Task statement:
Please copy out all lines of the entries that contain the word "below".

Task inputs:
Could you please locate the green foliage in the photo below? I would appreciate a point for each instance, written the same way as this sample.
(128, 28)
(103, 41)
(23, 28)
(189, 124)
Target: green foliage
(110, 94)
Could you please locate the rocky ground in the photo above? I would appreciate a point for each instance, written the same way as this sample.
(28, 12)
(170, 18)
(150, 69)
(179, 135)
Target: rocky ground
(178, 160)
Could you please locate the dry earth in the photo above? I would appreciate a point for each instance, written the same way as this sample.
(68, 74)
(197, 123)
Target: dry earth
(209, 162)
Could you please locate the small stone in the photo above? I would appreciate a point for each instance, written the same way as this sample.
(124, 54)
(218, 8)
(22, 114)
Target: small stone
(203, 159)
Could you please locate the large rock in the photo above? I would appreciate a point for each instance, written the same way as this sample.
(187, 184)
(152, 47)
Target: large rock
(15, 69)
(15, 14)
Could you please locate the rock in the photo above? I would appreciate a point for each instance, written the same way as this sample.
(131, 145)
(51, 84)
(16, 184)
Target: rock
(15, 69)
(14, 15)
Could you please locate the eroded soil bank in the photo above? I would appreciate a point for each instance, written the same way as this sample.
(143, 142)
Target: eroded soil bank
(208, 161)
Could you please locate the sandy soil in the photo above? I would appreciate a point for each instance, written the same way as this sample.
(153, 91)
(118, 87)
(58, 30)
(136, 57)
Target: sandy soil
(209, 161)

==

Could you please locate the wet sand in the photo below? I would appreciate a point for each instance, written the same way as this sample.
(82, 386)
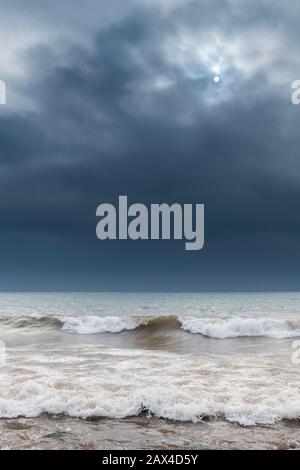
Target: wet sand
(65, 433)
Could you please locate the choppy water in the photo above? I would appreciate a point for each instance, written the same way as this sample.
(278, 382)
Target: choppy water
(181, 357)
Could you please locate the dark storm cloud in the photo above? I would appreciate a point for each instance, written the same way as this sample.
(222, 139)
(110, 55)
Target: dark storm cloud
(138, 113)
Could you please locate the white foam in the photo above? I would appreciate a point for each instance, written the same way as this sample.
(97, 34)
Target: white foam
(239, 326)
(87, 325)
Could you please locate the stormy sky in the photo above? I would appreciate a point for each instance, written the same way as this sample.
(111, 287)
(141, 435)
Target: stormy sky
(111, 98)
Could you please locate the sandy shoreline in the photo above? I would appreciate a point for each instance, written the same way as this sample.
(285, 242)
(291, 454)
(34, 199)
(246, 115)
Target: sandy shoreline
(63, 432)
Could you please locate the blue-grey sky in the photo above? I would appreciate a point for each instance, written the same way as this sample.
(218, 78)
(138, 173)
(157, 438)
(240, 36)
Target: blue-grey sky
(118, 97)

Your solution:
Could you please locate the green foliage in the photo below? I would appreciate a point for each instance, written the same way as this sample.
Could you please locate the wet sand in the photo below? I would appreciate a point for each instance, written the same way as this sample.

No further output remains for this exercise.